Arrange the lines of the listing below as a numbered list, starting at the line that contains "the red and" and running down through the end of the listing, with both ends included and blank lines left out.

> GIVEN INFORMATION:
↓

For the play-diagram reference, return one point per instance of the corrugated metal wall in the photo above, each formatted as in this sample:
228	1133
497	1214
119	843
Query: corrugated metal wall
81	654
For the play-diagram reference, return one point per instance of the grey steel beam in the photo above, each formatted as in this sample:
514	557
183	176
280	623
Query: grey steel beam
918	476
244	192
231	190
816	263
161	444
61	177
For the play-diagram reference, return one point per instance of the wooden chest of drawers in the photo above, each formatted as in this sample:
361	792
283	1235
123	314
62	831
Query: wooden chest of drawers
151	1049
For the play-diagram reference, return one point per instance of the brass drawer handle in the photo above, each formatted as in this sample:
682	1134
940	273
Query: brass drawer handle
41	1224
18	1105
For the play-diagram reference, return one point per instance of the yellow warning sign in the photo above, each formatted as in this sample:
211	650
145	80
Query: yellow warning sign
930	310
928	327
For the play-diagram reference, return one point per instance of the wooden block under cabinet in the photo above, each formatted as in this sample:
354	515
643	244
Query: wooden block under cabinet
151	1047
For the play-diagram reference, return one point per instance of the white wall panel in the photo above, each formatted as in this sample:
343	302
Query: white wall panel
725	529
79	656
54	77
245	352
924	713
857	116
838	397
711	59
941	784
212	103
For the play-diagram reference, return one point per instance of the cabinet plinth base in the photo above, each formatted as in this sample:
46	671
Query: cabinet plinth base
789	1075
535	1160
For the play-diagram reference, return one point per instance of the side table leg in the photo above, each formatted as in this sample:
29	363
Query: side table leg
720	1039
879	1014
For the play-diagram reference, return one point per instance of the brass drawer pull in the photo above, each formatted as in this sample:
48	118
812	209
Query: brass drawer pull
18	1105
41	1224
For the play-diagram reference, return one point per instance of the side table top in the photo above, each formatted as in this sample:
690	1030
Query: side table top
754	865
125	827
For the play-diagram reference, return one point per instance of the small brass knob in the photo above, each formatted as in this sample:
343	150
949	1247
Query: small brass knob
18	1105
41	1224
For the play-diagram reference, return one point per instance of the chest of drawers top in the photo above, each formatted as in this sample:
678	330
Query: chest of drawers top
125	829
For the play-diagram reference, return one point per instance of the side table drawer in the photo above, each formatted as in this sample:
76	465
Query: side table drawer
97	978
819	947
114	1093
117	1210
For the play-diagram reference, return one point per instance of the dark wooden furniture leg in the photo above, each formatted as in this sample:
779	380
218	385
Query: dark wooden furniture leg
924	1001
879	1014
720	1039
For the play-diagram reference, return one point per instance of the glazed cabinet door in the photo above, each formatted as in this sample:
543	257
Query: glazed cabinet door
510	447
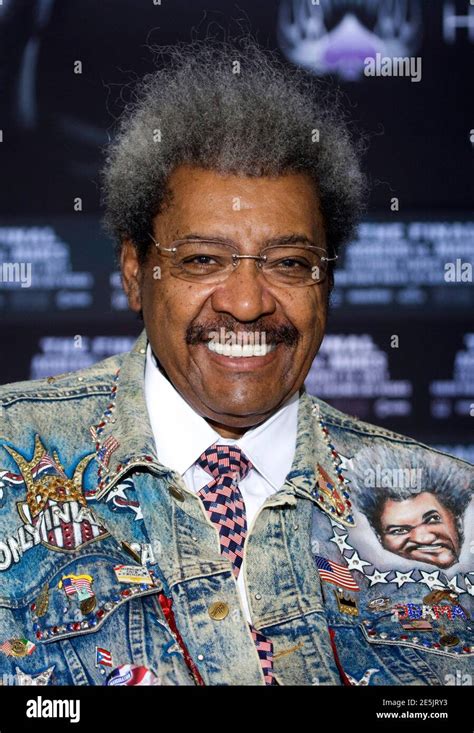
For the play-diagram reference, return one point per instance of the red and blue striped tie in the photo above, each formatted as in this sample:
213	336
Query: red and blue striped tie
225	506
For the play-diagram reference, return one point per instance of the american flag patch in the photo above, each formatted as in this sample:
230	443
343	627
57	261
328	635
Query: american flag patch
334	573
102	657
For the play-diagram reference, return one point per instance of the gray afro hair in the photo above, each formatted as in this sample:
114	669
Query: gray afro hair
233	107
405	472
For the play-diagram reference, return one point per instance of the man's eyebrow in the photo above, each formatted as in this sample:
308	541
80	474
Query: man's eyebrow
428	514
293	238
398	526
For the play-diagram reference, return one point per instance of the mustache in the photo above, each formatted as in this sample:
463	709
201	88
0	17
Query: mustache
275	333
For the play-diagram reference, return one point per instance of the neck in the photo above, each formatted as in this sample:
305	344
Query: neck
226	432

↑

> ANSWER TO THIS TASK:
1. For the play-diagram reference, return one point per instance of the red and blue striped tie in the photo above, each formatted as in this sample:
2. 213	336
3. Query: red and blue striped tie
4. 225	506
5. For the play-diagram reference, return one point per instance of the american flag patch in the photo above, each formatted as in this sample:
6. 230	443
7. 343	627
8. 57	261
9. 328	635
10. Query: american flag patch
11. 334	573
12. 102	657
13. For the play-diagram reference, return one point per instance of the gray afro hair in the photo above, each formatted as in this sample:
14. 114	669
15. Query: gray afro hair
16. 233	107
17. 405	472
18. For the play-diagram reference, return one point per instance of the man's eyebrow in the photo above, each formatted as in this sample:
19. 308	541
20. 80	474
21. Query: man's eyebrow
22. 428	514
23. 293	238
24. 398	526
25. For the play-diagram reference, return one point per instance of the mustache in the photo above, each formatted as in this sample:
26. 463	709
27. 201	88
28. 0	17
29. Query: mustache
30. 275	333
31. For the play-diagram reference, return one point per instance of the neck in the photo above, each formatted as in this sample:
32. 305	344
33. Query: neck
34. 226	432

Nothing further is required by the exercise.